- [Document text]:

******

Antimicrobial properties of poly (methyl methacrylate) acrylic resins incorporated with silicon dioxide and titanium dioxide nanoparticles on cariogenic bacteria

Ahmad Sodagar; Soufia Khalil; Mohammad Zaman Kassaee; Atefe Saffar Shahroudi; Babak Pourakbari; Abbas Bahador

doi:10.4103/2278-0203.176652

Antimicrobial properties of poly (methyl methacrylate) acrylic resins incorporated with silicon dioxide and titanium dioxide nanoparticles on cariogenic bacteria

J Orthod Sci. 2016 Jan-Mar;5(1):7-13. doi: 10.4103/2278-0203.176652.

Authors

Ahmad Sodagar¹, Soufia Khalil¹, Mohammad Zaman Kassaee², Atefe Saffar Shahroudi³, Babak Pourakbari⁴, Abbas Bahador⁵

Affiliations

¹ Department of Orthodontics, Faculty of Dentistry, Tehran University of Medical Sciences, Tehran, Iran.

******

- [Record excerpts]:
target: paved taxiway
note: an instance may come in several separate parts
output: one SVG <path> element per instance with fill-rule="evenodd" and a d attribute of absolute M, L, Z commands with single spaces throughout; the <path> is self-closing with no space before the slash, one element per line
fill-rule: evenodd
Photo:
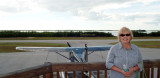
<path fill-rule="evenodd" d="M 160 39 L 136 39 L 134 41 L 160 41 Z M 108 43 L 117 42 L 117 40 L 0 40 L 3 42 L 44 42 L 44 43 L 67 43 L 74 47 L 88 46 L 105 46 Z M 140 48 L 143 59 L 160 59 L 160 49 Z M 95 52 L 89 55 L 89 62 L 105 62 L 108 51 Z M 68 53 L 62 54 L 68 57 Z M 61 57 L 54 52 L 15 52 L 0 53 L 0 76 L 37 65 L 44 62 L 68 62 L 67 59 Z"/>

******

- [Tasks]:
[1] In the article header on antimicrobial PMMA resins, turn the line that begins "Ahmad Sodagar¹, Soufia Khalil¹" into a list with one author per item, keeping each author's affiliation number.
[2] Go on with the article header on antimicrobial PMMA resins, starting after its final line.

- [Set of answers]:
[1]
- Ahmad Sodagar (1)
- Soufia Khalil (1)
- Mohammad Zaman Kassaee (2)
- Atefe Saffar Shahroudi (3)
- Babak Pourakbari (4)
- Abbas Bahador (5)

[2]
² Department of Chemistry, Tarbiat Modares University, Tehran, Iran.
³ Department of Orthodontics, Faculty of Dentistry, Lorestan University of Medical Sciences, Khorramabad, Iran.
⁴ Pediatrics Infectious Disease Research Center, School of Medicine, Tehran University of Medical Sciences, Tehran, Iran.
⁵ Department of Microbiology, Faculty of Medicine, Tehran University of Medical Sciences, Tehran, Iran.

Abstract

Aim: To assess the effects of adding nano-titanium dioxide (nano-TiO2) and nano-silicon dioxide (nano-SiO2) and their mixture to poly (methyl methacrylate) (PMMA) to induce antimicrobial activity in acrylic resins.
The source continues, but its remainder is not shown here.